_What the task requires:_
Pick out all lines with the word "below" from the records that follow.

**** Entries provided ****

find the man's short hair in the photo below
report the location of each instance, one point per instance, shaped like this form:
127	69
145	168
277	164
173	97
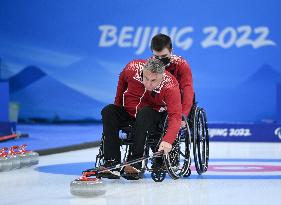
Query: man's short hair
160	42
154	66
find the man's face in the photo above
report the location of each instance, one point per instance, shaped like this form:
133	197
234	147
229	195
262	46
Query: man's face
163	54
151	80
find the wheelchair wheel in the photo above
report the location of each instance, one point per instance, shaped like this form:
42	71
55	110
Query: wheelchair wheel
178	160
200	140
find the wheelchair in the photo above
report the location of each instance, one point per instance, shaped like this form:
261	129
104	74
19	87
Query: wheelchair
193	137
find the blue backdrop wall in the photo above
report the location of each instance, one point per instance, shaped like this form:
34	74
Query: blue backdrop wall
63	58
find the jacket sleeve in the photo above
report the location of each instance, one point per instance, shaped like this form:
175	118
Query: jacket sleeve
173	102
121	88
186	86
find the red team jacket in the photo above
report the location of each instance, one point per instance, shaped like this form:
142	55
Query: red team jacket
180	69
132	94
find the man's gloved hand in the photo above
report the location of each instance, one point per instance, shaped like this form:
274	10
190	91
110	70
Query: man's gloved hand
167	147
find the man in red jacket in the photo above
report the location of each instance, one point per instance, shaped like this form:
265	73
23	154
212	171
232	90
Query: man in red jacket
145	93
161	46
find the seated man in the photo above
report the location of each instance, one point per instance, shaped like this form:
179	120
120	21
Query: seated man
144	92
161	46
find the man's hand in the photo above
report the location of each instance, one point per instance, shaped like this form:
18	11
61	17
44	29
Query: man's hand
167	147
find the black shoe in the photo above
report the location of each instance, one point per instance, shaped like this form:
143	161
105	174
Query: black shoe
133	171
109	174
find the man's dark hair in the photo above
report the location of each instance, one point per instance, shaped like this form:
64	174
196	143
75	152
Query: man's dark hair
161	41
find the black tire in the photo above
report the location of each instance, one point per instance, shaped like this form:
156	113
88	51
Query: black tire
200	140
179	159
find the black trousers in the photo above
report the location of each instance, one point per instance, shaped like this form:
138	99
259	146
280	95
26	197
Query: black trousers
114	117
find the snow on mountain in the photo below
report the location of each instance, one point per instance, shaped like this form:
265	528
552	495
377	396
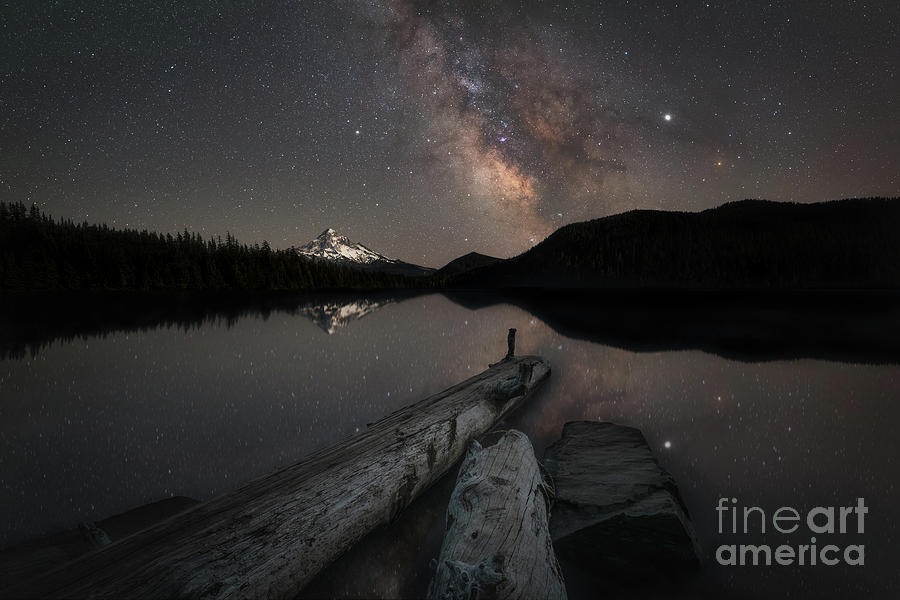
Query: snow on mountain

****

_Response:_
find the man's short hair in the photo below
find the snow on mountain in the photo below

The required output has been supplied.